[Start of Provided data]
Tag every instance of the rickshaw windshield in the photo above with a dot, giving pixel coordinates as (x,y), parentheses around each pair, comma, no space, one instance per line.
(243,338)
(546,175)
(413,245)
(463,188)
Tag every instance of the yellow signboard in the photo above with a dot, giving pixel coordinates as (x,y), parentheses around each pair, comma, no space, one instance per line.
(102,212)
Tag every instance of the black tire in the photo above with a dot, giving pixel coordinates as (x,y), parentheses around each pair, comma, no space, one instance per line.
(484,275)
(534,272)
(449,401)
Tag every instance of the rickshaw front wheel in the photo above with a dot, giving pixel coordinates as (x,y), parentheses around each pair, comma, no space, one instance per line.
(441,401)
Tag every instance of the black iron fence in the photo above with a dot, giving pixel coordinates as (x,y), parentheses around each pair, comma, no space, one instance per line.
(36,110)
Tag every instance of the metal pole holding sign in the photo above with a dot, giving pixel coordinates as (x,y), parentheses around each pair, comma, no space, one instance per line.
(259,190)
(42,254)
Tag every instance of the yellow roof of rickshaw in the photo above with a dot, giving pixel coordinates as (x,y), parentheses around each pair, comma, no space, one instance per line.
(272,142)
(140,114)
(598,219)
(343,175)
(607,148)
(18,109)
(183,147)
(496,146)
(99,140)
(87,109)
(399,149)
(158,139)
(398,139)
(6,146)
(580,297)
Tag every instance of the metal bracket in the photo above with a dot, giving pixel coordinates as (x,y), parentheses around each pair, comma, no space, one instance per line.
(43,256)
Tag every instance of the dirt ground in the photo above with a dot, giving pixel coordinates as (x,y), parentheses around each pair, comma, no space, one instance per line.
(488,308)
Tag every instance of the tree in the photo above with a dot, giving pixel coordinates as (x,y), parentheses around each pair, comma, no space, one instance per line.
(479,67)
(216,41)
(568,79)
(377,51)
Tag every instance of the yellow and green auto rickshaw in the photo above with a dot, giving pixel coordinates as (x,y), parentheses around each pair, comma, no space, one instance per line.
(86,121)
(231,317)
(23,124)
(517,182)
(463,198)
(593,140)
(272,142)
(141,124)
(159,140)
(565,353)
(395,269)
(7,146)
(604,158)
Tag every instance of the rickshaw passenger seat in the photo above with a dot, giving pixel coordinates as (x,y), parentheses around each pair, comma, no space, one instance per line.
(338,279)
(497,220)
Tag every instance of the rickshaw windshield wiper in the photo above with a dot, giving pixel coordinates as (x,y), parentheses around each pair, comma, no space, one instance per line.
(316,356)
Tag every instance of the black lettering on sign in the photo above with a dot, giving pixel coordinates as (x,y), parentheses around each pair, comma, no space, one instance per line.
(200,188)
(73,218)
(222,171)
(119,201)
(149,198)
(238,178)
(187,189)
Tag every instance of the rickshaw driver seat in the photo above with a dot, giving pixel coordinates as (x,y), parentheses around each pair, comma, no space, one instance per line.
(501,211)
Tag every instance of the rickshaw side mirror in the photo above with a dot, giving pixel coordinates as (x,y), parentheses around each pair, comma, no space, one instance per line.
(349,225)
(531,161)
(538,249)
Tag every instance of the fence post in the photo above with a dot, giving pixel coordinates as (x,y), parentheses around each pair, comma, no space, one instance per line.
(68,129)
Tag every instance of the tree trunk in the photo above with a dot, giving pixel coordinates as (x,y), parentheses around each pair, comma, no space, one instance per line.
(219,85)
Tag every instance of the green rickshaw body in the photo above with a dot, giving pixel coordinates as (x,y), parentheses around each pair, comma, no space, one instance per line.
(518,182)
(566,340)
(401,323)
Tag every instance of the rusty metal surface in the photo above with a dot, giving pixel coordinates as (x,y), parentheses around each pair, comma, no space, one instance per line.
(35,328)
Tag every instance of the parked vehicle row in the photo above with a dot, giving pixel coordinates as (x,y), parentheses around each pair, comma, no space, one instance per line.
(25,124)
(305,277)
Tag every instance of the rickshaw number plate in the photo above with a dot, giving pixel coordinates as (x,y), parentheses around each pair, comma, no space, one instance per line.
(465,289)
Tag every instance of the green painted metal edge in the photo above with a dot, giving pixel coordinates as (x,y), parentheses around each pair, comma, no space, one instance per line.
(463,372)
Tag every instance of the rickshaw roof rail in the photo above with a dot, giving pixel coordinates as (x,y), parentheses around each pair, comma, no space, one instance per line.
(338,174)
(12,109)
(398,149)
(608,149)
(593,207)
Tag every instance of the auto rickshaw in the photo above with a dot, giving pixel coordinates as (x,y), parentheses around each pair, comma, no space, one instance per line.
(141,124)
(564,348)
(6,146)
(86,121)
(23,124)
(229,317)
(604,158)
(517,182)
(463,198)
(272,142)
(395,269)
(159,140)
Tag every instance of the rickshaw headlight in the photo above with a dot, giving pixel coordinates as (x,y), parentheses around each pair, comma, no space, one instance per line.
[End of Provided data]
[Start of Provided data]
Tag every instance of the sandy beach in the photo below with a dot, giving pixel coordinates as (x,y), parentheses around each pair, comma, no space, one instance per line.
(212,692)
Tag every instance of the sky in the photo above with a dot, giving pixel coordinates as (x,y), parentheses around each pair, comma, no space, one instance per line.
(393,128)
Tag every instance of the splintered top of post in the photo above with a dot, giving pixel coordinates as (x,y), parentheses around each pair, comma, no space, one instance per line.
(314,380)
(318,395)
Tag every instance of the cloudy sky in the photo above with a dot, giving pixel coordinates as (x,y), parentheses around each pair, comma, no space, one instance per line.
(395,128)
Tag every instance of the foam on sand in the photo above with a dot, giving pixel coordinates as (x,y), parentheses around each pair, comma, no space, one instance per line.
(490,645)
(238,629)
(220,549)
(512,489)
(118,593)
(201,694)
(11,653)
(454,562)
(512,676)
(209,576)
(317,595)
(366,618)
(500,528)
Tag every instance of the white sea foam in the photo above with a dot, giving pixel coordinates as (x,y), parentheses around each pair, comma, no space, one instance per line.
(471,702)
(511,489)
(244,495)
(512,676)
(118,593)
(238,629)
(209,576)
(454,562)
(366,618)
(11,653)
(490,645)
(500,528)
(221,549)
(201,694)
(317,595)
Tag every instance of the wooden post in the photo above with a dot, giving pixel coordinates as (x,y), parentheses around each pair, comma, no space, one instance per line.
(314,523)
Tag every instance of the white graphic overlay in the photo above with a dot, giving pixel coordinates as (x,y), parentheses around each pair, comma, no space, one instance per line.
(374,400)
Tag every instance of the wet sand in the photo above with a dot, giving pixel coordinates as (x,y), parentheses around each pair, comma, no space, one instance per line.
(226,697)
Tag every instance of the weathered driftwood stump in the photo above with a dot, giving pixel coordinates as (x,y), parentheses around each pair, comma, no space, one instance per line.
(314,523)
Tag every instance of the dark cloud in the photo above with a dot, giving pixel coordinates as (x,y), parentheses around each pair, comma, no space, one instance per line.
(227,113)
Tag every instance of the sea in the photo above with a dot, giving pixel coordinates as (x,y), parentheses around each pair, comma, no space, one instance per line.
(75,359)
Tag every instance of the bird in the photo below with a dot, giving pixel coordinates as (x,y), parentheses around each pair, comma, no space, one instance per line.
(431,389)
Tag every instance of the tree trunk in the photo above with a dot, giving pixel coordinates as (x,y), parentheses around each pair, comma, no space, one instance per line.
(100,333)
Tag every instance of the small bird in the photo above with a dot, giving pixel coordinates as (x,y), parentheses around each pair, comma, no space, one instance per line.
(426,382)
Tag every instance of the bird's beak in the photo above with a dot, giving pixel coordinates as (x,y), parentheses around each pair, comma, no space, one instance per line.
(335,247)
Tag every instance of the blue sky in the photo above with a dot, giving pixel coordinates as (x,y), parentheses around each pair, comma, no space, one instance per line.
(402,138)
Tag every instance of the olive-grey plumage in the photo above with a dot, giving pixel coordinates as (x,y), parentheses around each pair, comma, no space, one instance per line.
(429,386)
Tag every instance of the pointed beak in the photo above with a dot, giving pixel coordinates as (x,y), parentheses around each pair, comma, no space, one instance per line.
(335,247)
[End of Provided data]
Write out the lines again, from the line with "Tag every instance of the rickshaw roof" up to and including the line with "Tag every instance of the rickshaw headlight", and switch "auto rickshaw" to "tuk-tuk". Change nothing else and give only those lines.

Tag every instance of the rickshaw roof rail in the photo above with a dot, giving pixel coordinates as (x,y), parentheses around each pair, comma, no space, one instance per line.
(338,174)
(12,109)
(398,149)
(608,149)
(593,207)
Tag every instance of the tuk-tuk in the photo above with a dot, giving pixel coordinates as (x,y), parentheses around each pair, comma, no space, one instance per line.
(141,124)
(564,348)
(6,146)
(86,121)
(23,124)
(229,317)
(604,158)
(517,182)
(463,198)
(272,142)
(395,269)
(159,140)
Tag every instance of the rickshaw headlight in the photo above with a dot, giving pixel coordinates as (x,y), parentheses around each pair, comma, no space, one instance per line.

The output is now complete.